Given instruction 1: Copy word for word the part of the post on ring quotients from "Quotients of rings" to "to ideals $A$.".

Quotients of rings not necessarily by ideals. Let $A \subset \Bbb{Z}$ be such that, there is a well-defined map $\pi: \Bbb{Z} \to \Bbb{Z}/A = \{ x + A : x \in \Bbb{Z}\}$ that's a homomorphism of rings.
Thus we're not strictly tied to ideals $A$.
For example, let $A = \pm$ the odd primes.  Then $x + A = y + A \iff x = y$ otherwise $x -y + A = A$ or there is a number $z$ such that $z + p$ is an odd prime for every $p\in A$. Such a number can easily be shown not to exist.  Thus a well-defined multiplication and addition on $\Bbb{Z}/A$ are induced.

Record extracts:
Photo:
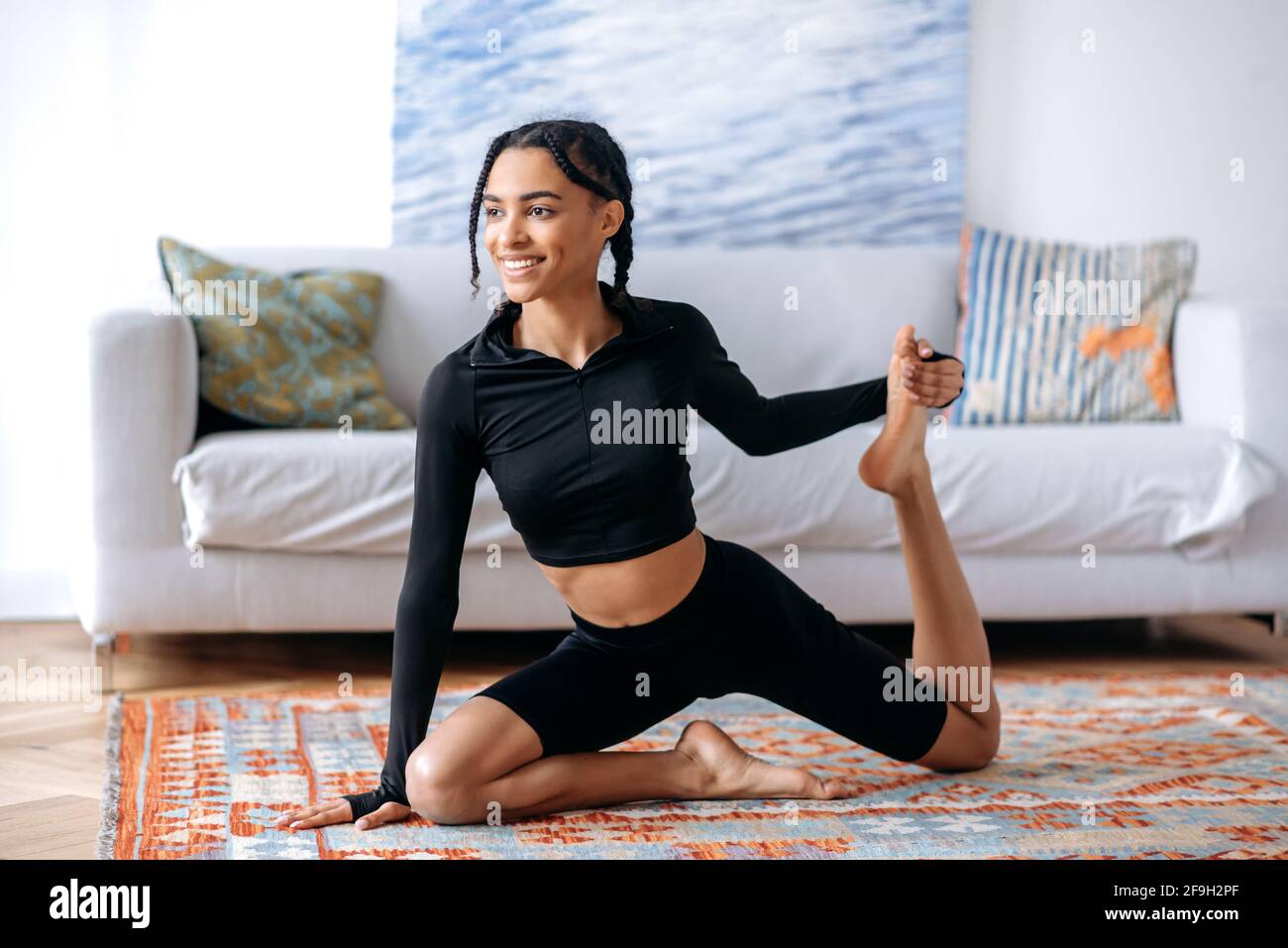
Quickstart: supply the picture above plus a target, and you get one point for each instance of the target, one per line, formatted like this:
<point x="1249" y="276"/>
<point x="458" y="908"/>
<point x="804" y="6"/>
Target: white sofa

Given instruction 2: Quote the entry that follows the post on ring quotients line for line, leaving out the picture.

Right answer 1:
Quotients of rings not necessarily by ideals. Let $A \subset \Bbb{Z}$ be such that, there is a well-defined map $\pi: \Bbb{Z} \to \Bbb{Z}/A = \{ x + A : x \in \Bbb{Z}\}$ that's a homomorphism of rings.
Thus we're not strictly tied to ideals $A$.

Right answer 2:
Photo:
Quickstart: supply the picture above plus a target, and you get one point for each instance of the target, one per line, formatted like this:
<point x="1249" y="276"/>
<point x="458" y="908"/>
<point x="804" y="6"/>
Target: white sofa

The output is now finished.